◆ What the task requires ◆
In the entries below, every line with the string "carrot" is to be reported.
━━━ Task input ━━━
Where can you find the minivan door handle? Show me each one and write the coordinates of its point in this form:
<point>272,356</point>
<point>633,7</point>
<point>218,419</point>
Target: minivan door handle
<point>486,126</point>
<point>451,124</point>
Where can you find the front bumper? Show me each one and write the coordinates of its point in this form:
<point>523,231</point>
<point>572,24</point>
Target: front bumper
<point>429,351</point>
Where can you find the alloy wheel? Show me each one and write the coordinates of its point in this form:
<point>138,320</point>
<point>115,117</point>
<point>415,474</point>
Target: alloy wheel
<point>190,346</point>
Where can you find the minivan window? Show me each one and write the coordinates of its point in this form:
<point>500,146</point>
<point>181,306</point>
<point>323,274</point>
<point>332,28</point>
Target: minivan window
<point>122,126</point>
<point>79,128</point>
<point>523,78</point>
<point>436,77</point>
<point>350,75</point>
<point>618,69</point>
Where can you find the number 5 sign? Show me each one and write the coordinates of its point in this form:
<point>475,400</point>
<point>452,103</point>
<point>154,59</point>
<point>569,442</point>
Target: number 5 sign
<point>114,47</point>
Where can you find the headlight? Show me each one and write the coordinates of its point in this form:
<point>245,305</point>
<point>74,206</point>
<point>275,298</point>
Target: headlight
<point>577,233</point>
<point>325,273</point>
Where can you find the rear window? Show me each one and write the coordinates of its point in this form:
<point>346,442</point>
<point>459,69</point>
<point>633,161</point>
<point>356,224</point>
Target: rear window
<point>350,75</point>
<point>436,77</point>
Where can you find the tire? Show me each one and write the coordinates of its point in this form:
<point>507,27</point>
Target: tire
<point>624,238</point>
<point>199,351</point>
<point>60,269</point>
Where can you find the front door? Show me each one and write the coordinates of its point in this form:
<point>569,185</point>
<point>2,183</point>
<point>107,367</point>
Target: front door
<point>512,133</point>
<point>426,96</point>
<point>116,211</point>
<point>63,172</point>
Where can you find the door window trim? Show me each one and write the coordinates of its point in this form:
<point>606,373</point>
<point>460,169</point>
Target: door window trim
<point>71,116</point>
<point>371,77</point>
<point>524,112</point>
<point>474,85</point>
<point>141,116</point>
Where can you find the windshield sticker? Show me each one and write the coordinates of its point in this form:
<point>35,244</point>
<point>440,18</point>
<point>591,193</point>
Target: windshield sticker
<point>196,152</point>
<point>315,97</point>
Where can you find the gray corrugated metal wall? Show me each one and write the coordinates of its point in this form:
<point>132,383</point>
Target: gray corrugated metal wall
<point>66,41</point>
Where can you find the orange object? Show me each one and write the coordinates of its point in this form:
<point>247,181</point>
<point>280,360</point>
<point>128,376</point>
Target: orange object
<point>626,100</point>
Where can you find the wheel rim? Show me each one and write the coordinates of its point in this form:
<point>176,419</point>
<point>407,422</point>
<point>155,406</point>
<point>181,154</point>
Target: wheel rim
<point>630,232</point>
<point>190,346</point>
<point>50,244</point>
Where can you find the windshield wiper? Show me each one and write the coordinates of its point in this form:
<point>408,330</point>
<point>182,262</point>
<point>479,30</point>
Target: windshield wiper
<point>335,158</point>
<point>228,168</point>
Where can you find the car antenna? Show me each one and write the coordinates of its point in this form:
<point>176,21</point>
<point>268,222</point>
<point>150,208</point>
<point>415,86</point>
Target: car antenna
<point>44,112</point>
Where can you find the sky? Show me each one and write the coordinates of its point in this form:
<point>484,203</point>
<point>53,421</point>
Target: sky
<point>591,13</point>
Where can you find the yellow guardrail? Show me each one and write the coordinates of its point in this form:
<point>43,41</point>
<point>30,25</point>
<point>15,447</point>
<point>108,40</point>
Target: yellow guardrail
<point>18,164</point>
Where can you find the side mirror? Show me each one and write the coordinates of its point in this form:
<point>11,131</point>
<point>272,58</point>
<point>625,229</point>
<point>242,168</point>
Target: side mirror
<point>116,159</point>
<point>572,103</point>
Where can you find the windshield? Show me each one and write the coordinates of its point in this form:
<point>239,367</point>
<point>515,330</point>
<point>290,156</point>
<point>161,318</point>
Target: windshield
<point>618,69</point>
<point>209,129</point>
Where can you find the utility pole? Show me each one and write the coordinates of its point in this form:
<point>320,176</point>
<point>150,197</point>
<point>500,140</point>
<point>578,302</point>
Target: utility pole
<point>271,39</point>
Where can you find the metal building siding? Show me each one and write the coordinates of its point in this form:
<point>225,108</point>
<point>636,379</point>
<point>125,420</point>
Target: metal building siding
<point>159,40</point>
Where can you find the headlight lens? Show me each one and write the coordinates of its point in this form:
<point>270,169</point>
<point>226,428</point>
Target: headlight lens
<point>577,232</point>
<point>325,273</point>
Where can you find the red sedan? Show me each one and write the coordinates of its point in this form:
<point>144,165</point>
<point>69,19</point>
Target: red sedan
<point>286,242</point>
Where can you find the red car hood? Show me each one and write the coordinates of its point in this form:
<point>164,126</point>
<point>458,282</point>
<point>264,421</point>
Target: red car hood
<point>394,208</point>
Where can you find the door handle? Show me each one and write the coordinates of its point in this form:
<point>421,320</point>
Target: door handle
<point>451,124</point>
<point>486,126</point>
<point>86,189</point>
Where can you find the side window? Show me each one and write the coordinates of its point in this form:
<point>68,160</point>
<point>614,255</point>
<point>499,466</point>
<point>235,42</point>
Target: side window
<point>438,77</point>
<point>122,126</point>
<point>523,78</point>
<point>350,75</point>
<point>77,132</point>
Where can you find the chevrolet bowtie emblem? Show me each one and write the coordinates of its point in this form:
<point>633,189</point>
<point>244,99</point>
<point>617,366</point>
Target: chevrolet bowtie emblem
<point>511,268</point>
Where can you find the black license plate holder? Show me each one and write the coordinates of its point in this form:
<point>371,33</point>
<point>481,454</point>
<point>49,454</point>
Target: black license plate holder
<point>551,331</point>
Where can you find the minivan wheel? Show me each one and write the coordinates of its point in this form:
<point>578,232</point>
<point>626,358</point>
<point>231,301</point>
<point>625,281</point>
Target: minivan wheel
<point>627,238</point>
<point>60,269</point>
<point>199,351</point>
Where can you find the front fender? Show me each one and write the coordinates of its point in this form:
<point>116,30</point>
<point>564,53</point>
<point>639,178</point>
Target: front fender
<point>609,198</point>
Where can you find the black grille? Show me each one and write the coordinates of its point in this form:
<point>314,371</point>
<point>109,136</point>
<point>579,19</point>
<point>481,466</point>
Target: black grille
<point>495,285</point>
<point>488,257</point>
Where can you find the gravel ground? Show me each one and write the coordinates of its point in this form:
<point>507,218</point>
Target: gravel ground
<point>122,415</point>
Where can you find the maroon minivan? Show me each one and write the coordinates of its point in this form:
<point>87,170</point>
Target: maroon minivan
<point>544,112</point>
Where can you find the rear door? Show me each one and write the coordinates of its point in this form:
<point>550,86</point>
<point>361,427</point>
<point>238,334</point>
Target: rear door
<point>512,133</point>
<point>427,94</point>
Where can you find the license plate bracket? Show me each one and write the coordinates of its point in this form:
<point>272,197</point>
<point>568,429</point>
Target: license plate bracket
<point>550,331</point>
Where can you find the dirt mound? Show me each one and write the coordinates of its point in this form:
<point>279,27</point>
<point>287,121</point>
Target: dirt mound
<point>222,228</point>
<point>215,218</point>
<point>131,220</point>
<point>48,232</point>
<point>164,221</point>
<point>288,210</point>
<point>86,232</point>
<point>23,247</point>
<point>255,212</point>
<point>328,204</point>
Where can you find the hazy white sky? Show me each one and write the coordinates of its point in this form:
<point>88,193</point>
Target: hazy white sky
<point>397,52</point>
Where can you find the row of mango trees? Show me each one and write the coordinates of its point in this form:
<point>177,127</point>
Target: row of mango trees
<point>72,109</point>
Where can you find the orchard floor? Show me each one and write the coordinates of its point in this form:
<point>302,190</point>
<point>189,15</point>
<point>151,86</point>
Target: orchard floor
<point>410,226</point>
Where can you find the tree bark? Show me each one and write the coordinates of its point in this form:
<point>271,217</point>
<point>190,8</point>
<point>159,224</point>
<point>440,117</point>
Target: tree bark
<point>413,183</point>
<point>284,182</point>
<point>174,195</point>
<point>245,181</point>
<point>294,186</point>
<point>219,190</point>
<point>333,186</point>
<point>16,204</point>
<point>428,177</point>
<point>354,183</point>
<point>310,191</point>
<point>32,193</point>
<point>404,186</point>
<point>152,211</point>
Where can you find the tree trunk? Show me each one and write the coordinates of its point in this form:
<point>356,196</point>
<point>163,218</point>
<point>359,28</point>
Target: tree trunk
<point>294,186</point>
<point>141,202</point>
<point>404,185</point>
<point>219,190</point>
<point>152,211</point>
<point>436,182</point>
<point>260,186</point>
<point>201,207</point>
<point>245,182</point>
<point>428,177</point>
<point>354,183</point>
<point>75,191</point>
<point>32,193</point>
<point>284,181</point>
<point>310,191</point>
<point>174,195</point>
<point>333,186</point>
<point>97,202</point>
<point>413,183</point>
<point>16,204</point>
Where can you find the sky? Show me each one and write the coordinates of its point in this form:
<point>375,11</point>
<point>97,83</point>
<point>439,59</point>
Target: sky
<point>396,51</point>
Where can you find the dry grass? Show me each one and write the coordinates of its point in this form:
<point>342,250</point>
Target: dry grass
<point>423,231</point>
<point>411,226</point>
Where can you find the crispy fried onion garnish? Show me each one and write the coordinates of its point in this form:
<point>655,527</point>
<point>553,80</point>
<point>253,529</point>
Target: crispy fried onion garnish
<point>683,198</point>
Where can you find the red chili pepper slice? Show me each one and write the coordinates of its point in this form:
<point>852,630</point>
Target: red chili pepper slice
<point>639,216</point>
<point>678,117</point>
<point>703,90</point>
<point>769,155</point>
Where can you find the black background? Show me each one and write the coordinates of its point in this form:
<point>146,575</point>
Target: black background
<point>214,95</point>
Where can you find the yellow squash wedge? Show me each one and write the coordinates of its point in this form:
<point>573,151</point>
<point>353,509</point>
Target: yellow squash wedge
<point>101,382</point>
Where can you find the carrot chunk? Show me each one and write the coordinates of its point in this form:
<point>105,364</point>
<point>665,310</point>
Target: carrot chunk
━━━
◆ Solution to the exercise ◆
Where can you find the carrot chunk? Show me each one and write the coordinates of its point in this form:
Target: carrot chunk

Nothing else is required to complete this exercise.